───── Recorded data ─────
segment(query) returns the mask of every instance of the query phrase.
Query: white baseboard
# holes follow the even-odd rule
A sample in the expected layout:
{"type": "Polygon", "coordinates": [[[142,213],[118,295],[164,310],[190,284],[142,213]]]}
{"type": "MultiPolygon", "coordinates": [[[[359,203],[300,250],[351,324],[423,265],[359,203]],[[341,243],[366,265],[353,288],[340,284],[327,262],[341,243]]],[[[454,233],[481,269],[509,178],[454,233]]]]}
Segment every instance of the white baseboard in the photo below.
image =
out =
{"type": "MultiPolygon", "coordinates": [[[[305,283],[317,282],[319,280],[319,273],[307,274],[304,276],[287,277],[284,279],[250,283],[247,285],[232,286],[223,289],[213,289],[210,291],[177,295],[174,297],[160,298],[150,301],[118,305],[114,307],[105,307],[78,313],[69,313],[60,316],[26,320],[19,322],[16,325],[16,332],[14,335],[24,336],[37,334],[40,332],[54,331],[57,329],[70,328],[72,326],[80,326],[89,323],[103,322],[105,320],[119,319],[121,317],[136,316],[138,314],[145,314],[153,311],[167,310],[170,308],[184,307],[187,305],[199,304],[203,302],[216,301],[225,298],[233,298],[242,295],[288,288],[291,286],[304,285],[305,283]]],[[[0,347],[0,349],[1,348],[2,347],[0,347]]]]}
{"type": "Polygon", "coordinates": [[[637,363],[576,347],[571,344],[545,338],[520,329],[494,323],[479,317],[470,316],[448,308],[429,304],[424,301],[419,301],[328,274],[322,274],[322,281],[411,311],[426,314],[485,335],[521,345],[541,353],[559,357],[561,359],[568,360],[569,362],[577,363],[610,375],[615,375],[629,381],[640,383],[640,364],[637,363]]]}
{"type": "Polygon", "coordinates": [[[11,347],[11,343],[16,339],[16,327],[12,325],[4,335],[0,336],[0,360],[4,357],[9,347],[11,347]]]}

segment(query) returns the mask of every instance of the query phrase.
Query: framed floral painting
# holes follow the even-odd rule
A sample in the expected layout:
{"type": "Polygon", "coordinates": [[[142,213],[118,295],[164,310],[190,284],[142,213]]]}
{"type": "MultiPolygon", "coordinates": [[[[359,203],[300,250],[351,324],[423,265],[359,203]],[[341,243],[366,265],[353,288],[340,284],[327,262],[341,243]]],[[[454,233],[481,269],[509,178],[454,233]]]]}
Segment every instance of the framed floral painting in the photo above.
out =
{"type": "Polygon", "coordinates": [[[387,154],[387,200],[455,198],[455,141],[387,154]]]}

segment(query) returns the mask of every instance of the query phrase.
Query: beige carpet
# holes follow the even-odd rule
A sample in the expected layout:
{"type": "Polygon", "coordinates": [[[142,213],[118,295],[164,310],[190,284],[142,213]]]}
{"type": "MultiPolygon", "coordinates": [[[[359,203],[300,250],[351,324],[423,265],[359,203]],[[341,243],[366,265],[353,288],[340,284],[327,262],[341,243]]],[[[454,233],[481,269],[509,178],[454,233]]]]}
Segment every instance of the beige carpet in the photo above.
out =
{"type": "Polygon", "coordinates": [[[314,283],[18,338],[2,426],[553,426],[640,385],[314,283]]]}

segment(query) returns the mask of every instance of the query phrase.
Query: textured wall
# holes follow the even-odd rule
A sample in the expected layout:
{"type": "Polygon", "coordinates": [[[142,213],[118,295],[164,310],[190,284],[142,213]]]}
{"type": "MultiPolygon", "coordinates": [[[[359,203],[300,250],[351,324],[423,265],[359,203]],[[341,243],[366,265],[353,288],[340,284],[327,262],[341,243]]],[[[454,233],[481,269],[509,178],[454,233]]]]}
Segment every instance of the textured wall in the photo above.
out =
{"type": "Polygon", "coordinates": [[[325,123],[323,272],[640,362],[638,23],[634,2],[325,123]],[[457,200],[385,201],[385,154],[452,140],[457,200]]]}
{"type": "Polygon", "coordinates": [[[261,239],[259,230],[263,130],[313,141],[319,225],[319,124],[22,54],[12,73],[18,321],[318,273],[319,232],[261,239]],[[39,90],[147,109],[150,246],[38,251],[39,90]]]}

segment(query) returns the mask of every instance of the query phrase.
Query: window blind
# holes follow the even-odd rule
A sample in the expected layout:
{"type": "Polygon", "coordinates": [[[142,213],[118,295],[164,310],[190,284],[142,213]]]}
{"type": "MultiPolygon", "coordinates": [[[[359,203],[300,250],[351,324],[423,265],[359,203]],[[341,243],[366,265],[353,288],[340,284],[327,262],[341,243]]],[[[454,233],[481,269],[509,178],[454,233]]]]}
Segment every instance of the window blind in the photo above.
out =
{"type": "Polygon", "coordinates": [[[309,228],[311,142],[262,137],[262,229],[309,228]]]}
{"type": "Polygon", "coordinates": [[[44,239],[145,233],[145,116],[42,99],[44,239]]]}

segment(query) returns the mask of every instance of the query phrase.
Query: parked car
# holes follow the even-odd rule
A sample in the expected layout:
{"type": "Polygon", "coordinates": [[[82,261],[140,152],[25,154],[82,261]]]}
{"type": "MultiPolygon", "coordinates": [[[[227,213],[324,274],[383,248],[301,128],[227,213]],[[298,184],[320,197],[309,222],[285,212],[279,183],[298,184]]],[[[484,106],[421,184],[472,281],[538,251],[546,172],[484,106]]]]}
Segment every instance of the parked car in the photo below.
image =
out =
─────
● What is required
Extract each entry in full and write it down exactly.

● Result of the exercise
segment(query) returns the mask of every instance of the query phrase.
Query: white baseboard
# holes follow the even-odd rule
A sample in the expected layout:
{"type": "Polygon", "coordinates": [[[142,213],[118,295],[164,310],[190,284],[142,213]]]}
{"type": "MultiPolygon", "coordinates": [[[[359,203],[300,250],[351,324],[423,265],[359,203]],[[341,243],[366,265],[353,288],[340,284],[327,262],[341,243]]],[[[454,233],[481,269],[509,178],[454,233]]]]}
Segment every instance of the white baseboard in the photo below.
image =
out =
{"type": "MultiPolygon", "coordinates": [[[[305,283],[317,282],[319,280],[319,273],[307,274],[304,276],[287,277],[284,279],[250,283],[247,285],[232,286],[223,289],[213,289],[210,291],[177,295],[174,297],[160,298],[150,301],[118,305],[114,307],[105,307],[78,313],[69,313],[60,316],[26,320],[19,322],[16,325],[16,332],[14,335],[24,336],[37,334],[40,332],[54,331],[57,329],[70,328],[72,326],[80,326],[89,323],[103,322],[105,320],[119,319],[121,317],[136,316],[138,314],[145,314],[153,311],[167,310],[170,308],[184,307],[187,305],[199,304],[203,302],[216,301],[225,298],[233,298],[242,295],[288,288],[291,286],[304,285],[305,283]]],[[[0,347],[0,349],[1,348],[2,347],[0,347]]]]}
{"type": "Polygon", "coordinates": [[[637,363],[576,347],[571,344],[545,338],[520,329],[494,323],[479,317],[470,316],[448,308],[429,304],[424,301],[419,301],[328,274],[322,274],[322,281],[411,311],[426,314],[485,335],[521,345],[541,353],[559,357],[561,359],[568,360],[569,362],[577,363],[610,375],[615,375],[629,381],[640,383],[640,364],[637,363]]]}
{"type": "Polygon", "coordinates": [[[11,347],[11,343],[16,339],[16,327],[12,325],[4,335],[0,336],[0,360],[4,357],[9,347],[11,347]]]}

segment(query) returns the mask of every instance of the query phrase.
Query: framed floral painting
# holes follow the even-odd rule
A sample in the expected layout:
{"type": "Polygon", "coordinates": [[[142,213],[118,295],[164,310],[190,284],[142,213]]]}
{"type": "MultiPolygon", "coordinates": [[[[359,203],[300,250],[351,324],[423,265],[359,203]],[[341,243],[366,265],[353,288],[340,284],[327,262],[341,243]]],[[[454,233],[481,269],[509,178],[454,233]]]]}
Segment every instance of the framed floral painting in the photo above.
out =
{"type": "Polygon", "coordinates": [[[387,154],[387,200],[455,198],[455,141],[387,154]]]}

segment(query) returns the mask of every instance of the query phrase.
Query: beige carpet
# holes follow the even-odd rule
A sample in the expected layout:
{"type": "Polygon", "coordinates": [[[142,213],[118,295],[164,310],[190,284],[142,213]]]}
{"type": "MultiPolygon", "coordinates": [[[[359,203],[300,250],[351,324],[423,265],[359,203]],[[341,243],[366,265],[353,288],[340,284],[327,262],[341,243]]],[[[454,233],[481,269],[509,178],[454,233]]]]}
Segment every instance of the beige carpet in the photo above.
out =
{"type": "Polygon", "coordinates": [[[314,283],[18,338],[2,426],[553,426],[640,385],[314,283]]]}

segment(query) returns the mask of every instance of the query phrase.
Query: textured wall
# holes follow the even-odd rule
A sample in the expected layout:
{"type": "Polygon", "coordinates": [[[142,213],[118,295],[164,310],[190,284],[142,213]]]}
{"type": "MultiPolygon", "coordinates": [[[[359,203],[300,250],[351,324],[423,265],[359,203]],[[341,243],[366,265],[353,288],[340,284],[327,262],[341,243]]],[[[454,233],[481,269],[509,178],[454,233]]]]}
Segment every instance of the textured wall in the photo above.
out =
{"type": "Polygon", "coordinates": [[[325,123],[323,272],[640,362],[638,23],[634,2],[325,123]],[[457,200],[385,201],[385,154],[452,140],[457,200]]]}
{"type": "Polygon", "coordinates": [[[261,239],[259,230],[263,130],[313,141],[319,225],[319,124],[22,54],[12,73],[18,321],[318,273],[319,232],[261,239]],[[39,90],[147,109],[150,246],[38,251],[39,90]]]}

segment(query) returns the mask of every instance of the query phrase.
Query: window blind
# holes follow the even-odd rule
A sample in the expected layout:
{"type": "Polygon", "coordinates": [[[142,213],[118,295],[164,310],[190,284],[142,213]]]}
{"type": "MultiPolygon", "coordinates": [[[[359,203],[300,250],[351,324],[423,265],[359,203]],[[341,243],[366,265],[353,288],[340,284],[327,262],[341,243]]],[[[454,233],[481,269],[509,178],[454,233]]]]}
Segment every instance of the window blind in the photo above.
out =
{"type": "Polygon", "coordinates": [[[309,228],[311,142],[262,137],[262,229],[309,228]]]}
{"type": "Polygon", "coordinates": [[[44,239],[145,233],[145,116],[42,99],[44,239]]]}

segment(query) returns the mask of every instance of the query phrase.
Query: parked car
# holes follow the even-odd rule
A sample in the expected layout:
{"type": "Polygon", "coordinates": [[[82,261],[140,152],[25,154],[82,261]]]}
{"type": "MultiPolygon", "coordinates": [[[[227,213],[324,274],[383,248],[301,128],[227,213]],[[298,184],[320,197],[309,222],[285,212],[279,183],[298,184]]],[[[484,106],[421,184],[472,281],[538,251],[546,172],[484,106]]]]}
Segment every instance of the parked car in the photo below.
image =
out =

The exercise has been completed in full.